Image point annotation entries
------------------------------------------------------------------------
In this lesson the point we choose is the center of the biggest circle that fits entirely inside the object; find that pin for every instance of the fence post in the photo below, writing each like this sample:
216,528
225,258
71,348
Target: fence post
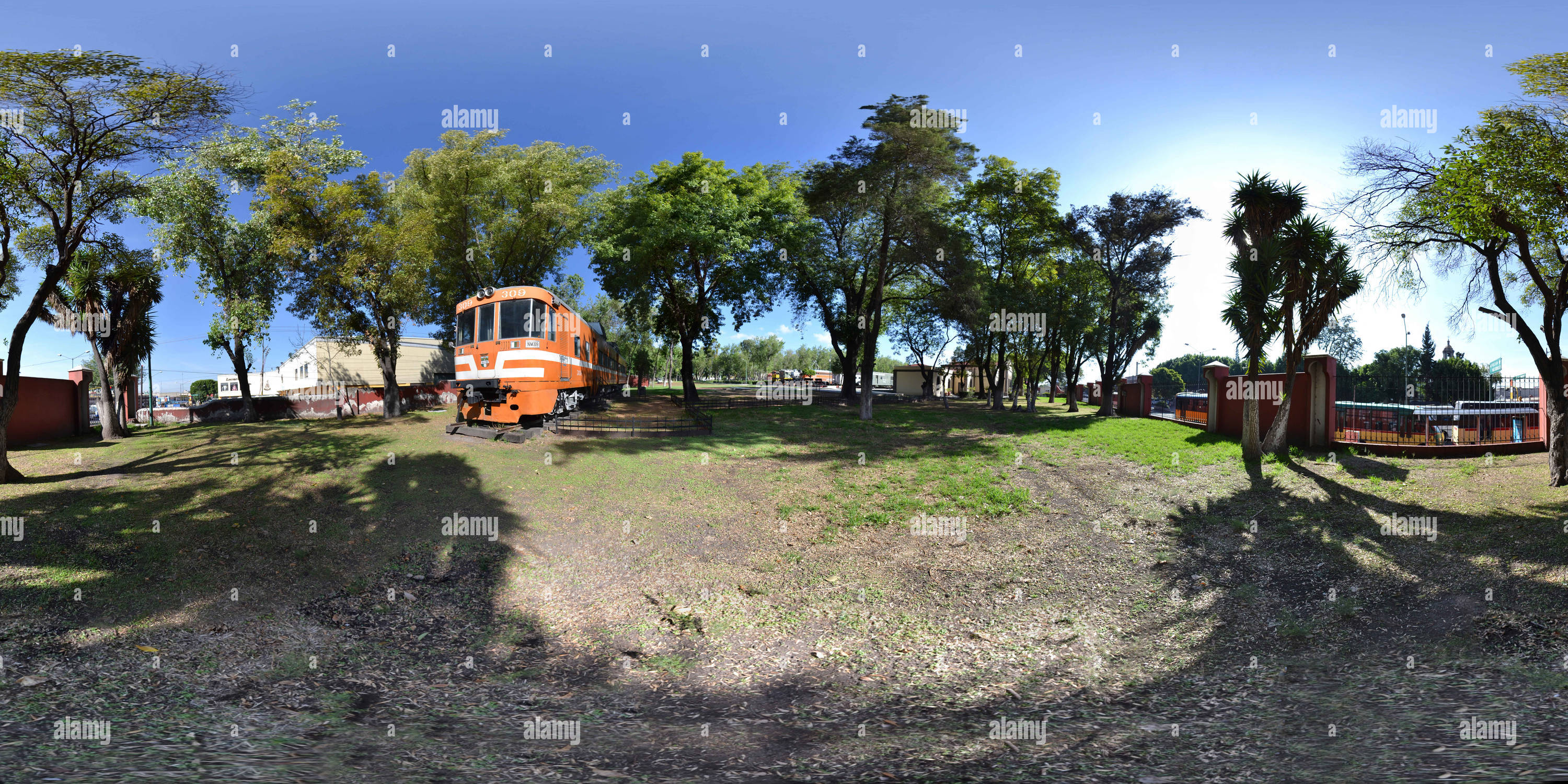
------------------------------------------------------------------------
Extract every line of the records above that contains the string "post", treating uppercase and lowercase as different.

In this lesson the point we choose is the center of the biggest circle that fits entirely inside the object; find that pin for every instance of the fence post in the photo below, writing each like this sample:
Target: fence post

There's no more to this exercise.